Birds of a feather flock together, but what causes these flocks to form and move in a particular way has always been a fundamental question in nature. Now, however, a method using “living crystals” that behave in near-lifelike ways when activated by blue light, could provide the answer.

Self-organization is seen everywhere in nature, from schools of fish to colonies of insects and bacteria. Understanding driven colloidal self-organization and harnessing these particles’ power could provide scientists with a way to create new and enhanced materials — possibilities now largely untapped.


New York University physicists have developed a method to prompt microscopic self-propelled colloid particles to move and assemble — much like birds flock and move together in flight — using blue light. Courtesy of Science/AAAS.

Now, physicists at New York University have created a form of self-organization in the lab using self-propelled colloid particles that move with the flick of a light switch. When exposed to blue light, the microscopic particles, made of iron oxide mineral cubes encapsulated in a spherical polymer coating, move and assemble much like birds flock and move together in flight.

•••

§ **Task item**
Extend the passage on light-driven "living crystals" with a few more sentences, starting right after its final sentence about the particles assembling like birds in flight.

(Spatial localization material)
•••

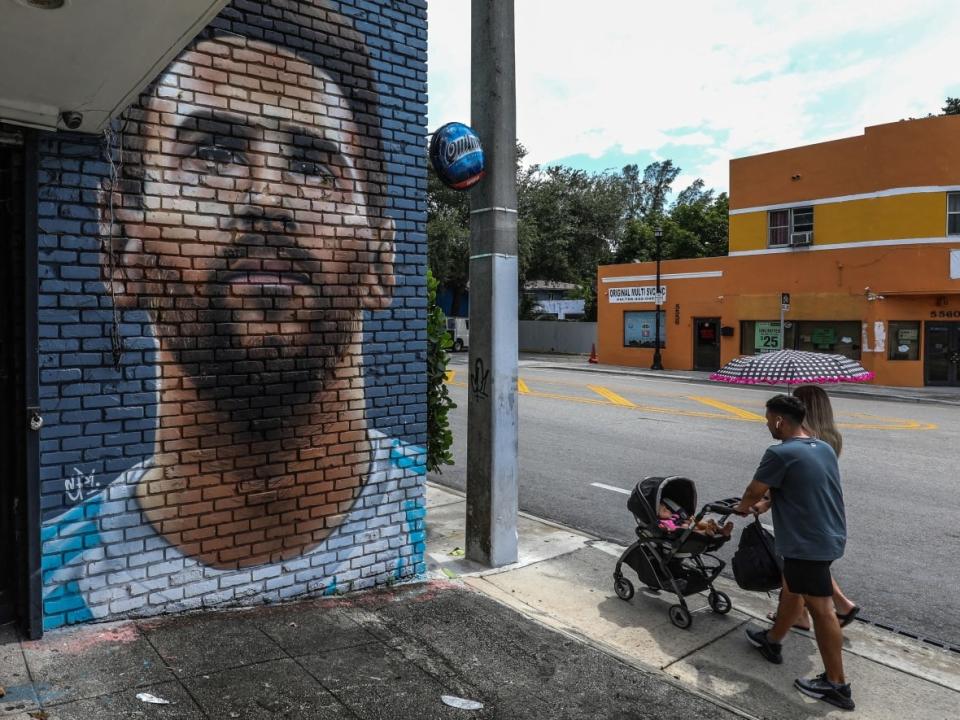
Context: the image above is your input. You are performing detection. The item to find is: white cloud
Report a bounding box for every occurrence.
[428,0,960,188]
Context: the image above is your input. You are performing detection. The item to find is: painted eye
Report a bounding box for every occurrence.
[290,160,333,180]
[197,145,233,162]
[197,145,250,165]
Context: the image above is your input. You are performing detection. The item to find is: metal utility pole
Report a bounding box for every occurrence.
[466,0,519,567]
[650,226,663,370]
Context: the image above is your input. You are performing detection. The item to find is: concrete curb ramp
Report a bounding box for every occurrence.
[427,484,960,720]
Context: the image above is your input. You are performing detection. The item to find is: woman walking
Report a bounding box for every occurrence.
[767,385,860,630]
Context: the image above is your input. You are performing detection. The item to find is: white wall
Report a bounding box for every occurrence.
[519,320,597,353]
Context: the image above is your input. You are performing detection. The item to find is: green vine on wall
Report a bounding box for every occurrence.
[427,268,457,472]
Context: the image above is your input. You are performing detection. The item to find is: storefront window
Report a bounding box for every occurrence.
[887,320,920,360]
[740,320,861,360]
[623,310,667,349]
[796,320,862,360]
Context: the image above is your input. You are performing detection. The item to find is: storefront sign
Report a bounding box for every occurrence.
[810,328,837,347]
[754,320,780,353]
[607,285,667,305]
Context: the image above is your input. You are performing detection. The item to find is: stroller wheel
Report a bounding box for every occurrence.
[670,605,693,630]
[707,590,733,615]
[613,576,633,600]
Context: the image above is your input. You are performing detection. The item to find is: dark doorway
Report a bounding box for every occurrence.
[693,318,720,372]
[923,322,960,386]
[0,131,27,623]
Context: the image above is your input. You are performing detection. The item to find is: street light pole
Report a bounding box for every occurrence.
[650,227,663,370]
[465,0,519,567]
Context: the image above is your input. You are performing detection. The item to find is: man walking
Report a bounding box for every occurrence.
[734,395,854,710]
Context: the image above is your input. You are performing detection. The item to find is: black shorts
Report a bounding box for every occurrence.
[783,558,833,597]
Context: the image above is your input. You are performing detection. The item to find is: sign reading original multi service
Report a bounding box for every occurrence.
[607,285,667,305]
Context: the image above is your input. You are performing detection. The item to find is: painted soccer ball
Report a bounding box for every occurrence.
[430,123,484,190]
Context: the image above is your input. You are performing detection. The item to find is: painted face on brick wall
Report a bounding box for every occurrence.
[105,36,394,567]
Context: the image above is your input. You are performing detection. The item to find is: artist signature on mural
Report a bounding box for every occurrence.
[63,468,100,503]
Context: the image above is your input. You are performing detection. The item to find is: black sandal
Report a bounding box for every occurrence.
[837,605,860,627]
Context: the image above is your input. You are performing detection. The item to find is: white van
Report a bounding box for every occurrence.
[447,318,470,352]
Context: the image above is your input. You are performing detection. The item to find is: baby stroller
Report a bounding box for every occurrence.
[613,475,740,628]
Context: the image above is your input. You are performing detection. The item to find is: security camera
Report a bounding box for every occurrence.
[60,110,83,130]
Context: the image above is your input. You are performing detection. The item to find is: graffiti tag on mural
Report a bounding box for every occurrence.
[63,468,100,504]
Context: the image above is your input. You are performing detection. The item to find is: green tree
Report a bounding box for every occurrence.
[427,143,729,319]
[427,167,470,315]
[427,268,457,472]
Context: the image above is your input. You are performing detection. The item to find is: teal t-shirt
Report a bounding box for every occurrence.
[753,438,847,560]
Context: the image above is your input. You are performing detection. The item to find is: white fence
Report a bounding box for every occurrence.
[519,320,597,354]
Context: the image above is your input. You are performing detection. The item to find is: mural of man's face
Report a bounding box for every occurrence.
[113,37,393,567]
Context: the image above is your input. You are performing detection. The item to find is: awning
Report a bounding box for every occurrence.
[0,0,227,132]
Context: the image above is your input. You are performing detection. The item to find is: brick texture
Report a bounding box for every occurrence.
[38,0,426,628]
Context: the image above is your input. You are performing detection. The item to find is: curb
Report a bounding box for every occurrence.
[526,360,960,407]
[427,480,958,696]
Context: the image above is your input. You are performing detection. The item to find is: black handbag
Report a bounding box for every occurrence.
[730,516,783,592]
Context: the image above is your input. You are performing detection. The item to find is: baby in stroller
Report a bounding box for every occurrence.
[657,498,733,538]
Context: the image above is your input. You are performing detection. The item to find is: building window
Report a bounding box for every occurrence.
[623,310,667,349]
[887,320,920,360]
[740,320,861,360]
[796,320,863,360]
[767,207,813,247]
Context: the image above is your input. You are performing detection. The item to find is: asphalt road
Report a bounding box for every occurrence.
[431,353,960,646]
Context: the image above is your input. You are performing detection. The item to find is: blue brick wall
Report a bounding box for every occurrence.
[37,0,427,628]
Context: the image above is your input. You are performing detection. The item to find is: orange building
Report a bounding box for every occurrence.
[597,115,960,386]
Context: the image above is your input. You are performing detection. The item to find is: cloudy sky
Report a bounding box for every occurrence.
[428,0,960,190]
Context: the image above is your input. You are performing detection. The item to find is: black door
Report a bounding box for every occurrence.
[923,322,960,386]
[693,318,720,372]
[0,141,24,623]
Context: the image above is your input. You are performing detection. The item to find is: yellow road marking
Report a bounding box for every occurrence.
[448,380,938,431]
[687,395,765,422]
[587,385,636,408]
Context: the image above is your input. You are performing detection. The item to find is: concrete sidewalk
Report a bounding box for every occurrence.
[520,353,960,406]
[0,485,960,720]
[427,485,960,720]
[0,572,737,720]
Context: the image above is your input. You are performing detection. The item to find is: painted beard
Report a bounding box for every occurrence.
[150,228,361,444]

•••

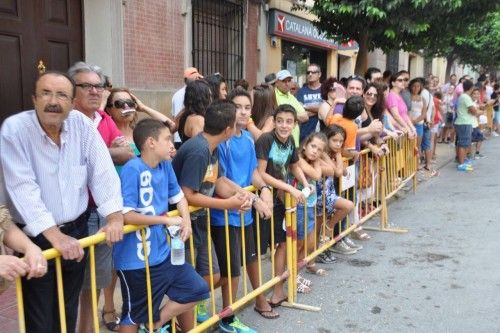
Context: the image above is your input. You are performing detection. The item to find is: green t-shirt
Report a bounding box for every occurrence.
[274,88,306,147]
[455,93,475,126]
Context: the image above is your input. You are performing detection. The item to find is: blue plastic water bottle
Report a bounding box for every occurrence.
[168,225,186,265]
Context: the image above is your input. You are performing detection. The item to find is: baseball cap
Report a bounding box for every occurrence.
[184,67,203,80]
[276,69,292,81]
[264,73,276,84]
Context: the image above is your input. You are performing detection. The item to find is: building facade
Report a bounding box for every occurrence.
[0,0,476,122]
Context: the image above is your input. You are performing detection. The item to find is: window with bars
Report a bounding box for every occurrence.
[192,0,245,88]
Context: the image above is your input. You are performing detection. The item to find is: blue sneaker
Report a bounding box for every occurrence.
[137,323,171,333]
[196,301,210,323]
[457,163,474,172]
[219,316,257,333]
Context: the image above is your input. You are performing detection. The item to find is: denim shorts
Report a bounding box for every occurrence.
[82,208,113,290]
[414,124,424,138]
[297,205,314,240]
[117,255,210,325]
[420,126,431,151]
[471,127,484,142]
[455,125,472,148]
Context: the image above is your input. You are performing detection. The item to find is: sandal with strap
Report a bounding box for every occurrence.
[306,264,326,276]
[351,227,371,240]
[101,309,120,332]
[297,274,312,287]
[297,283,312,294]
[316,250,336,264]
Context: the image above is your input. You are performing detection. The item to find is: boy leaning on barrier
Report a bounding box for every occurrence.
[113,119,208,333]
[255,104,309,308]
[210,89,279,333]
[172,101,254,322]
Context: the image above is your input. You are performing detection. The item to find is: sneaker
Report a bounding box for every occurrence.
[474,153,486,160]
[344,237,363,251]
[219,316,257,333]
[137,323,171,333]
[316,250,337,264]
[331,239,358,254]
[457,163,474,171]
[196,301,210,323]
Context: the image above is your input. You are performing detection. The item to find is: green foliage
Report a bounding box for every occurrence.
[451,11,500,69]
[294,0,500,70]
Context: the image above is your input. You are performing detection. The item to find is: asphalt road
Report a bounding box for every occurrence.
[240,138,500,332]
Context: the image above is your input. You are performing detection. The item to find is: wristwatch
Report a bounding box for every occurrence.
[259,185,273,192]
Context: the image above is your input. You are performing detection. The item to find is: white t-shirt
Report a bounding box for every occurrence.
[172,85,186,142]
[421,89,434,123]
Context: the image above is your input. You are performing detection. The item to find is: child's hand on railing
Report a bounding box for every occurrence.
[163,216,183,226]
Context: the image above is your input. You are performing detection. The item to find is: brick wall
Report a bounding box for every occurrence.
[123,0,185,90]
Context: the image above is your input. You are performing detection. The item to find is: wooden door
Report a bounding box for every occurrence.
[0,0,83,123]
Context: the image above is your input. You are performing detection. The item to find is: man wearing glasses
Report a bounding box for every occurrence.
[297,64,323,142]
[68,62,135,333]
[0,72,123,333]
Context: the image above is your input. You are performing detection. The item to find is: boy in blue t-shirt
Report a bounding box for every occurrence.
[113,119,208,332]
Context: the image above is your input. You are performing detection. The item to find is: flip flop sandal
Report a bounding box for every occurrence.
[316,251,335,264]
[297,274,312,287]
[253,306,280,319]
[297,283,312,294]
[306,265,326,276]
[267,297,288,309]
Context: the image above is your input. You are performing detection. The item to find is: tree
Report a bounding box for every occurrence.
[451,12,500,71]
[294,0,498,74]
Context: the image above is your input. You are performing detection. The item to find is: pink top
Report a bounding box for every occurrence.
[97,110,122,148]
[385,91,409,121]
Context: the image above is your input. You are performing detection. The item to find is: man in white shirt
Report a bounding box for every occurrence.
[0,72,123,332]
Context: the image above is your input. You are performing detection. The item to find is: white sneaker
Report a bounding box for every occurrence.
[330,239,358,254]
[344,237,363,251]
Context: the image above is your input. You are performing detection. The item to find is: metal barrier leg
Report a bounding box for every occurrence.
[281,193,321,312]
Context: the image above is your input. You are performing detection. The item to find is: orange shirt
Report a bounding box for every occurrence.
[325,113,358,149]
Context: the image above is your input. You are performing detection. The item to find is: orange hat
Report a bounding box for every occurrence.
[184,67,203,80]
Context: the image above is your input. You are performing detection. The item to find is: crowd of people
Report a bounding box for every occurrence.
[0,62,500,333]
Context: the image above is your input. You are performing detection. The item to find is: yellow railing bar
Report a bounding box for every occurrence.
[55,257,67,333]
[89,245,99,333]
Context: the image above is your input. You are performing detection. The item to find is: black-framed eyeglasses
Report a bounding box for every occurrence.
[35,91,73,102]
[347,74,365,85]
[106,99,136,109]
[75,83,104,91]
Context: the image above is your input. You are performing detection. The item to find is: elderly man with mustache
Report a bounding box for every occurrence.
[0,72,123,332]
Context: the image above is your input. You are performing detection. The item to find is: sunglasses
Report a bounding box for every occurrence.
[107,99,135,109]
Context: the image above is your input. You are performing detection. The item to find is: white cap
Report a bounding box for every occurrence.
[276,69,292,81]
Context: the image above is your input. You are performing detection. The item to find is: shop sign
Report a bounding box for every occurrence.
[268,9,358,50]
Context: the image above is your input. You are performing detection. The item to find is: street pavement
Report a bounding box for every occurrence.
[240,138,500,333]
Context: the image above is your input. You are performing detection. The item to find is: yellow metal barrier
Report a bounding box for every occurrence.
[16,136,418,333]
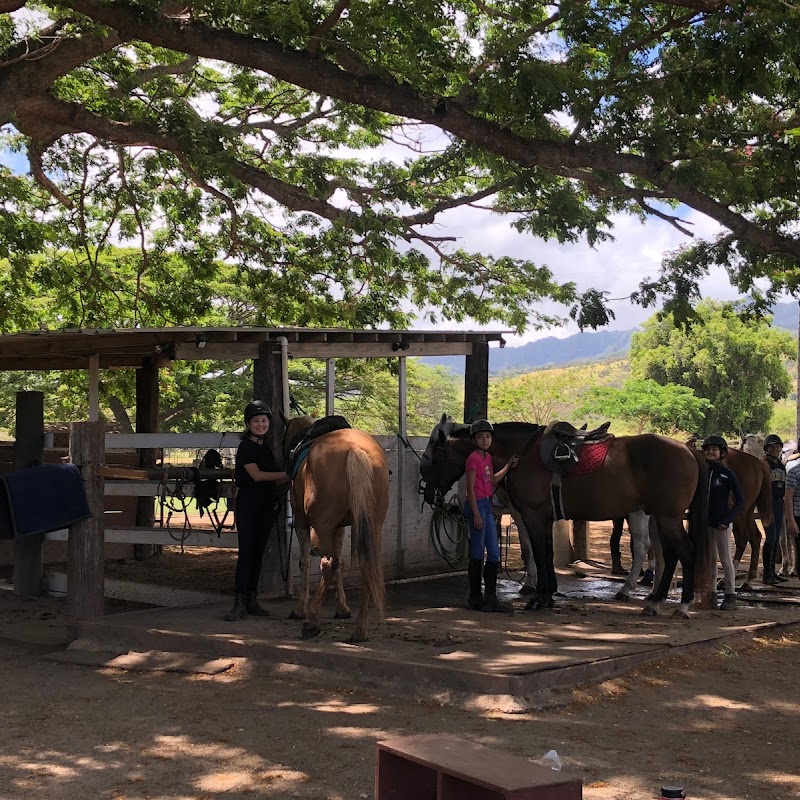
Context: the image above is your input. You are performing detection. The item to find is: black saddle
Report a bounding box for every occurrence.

•••

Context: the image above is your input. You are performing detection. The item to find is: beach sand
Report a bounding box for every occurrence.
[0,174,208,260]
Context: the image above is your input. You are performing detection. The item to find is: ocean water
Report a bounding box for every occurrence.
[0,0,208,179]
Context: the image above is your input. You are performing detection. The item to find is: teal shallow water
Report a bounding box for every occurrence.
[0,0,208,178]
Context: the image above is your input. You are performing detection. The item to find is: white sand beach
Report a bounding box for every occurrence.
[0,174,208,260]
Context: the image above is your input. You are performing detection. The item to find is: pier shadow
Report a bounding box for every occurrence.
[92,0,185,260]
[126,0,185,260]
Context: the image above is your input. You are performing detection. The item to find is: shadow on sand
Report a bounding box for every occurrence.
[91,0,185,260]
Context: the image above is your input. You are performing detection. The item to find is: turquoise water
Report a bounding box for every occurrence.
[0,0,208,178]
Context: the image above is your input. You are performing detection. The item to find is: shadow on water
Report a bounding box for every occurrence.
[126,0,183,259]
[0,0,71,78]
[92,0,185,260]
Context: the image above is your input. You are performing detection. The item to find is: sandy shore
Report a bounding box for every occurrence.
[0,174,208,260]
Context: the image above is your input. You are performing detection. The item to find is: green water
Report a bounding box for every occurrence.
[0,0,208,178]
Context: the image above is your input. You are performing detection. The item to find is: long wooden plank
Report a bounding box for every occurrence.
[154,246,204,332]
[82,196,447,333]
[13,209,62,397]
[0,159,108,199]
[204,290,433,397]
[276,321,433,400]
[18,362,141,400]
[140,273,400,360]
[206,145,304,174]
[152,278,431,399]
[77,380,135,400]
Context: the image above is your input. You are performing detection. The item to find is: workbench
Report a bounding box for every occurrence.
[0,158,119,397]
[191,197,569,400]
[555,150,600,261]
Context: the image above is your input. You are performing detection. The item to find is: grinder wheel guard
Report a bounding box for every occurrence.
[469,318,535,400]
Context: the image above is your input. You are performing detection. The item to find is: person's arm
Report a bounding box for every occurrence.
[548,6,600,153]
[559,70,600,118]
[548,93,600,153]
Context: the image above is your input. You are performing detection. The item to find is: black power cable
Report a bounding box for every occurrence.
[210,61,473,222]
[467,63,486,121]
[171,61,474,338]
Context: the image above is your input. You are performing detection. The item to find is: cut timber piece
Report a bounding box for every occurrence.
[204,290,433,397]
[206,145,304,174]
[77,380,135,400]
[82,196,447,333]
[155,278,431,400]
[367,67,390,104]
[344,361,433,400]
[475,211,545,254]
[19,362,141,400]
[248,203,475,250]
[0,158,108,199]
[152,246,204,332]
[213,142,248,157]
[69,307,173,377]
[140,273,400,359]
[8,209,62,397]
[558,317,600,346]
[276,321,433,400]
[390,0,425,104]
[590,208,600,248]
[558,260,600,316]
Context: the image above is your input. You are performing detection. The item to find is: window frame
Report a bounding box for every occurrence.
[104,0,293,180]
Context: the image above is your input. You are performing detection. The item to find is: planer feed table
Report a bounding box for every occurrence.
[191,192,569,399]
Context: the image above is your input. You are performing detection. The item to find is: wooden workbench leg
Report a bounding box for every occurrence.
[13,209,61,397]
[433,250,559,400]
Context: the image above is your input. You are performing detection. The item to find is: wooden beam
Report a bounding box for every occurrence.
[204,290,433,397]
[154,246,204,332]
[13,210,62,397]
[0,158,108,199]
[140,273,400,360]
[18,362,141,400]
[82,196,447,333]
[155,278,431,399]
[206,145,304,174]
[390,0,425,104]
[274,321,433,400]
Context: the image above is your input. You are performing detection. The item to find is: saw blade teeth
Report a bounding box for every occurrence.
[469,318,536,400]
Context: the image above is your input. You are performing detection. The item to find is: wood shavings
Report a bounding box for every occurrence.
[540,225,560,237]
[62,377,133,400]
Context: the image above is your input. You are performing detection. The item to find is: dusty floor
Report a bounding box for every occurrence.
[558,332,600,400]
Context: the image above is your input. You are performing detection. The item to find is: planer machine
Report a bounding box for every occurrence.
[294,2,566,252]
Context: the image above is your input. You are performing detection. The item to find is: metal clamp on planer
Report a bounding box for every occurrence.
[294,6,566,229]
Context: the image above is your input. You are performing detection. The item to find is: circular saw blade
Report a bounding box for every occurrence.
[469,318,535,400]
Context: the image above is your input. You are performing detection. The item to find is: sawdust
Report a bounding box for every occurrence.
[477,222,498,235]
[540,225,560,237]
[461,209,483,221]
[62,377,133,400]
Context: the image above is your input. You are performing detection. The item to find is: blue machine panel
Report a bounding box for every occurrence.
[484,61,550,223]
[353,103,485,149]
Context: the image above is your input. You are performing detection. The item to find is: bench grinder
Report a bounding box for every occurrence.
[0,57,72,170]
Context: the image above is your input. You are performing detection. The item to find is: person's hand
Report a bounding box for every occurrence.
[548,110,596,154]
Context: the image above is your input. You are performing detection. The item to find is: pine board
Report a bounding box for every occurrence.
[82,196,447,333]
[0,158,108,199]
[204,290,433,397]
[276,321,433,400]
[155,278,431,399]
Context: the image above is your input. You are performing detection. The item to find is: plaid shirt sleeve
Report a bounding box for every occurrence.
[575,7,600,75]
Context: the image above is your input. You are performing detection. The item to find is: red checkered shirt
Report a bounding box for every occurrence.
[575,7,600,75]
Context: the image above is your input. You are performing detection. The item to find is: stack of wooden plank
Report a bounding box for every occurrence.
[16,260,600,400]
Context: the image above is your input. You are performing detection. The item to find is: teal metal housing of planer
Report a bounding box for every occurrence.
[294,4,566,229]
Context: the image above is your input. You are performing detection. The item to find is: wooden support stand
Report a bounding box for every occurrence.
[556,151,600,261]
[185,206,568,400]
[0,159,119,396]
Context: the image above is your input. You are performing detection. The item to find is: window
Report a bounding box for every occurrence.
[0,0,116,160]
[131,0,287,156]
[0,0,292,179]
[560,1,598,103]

•••

§ **Final answer**
With the light on, the self-propelled random “swimmers” not only collide and cluster, but also trigger a slight chemical reaction that leads the clusters to crystallize and grow until they turn in separate directions and splinter the crystals. These living crystals continually form, swirl and split.

When the light is extinguished, the swimmers stop, and the structures dissolve into individual diffusing colloidal particles.

Using the slight magnetism of the particles allows direction of the individual swimmers as well as the crystals. With control of light, magnets and chemical attraction, these active particles bring biological organization to the materials world and pave the way for the design of a range of industrial products, including the architecture of electronics, and for the production of novel moving structures.

The research appears in Science (doi: 10.1126/science.1230020).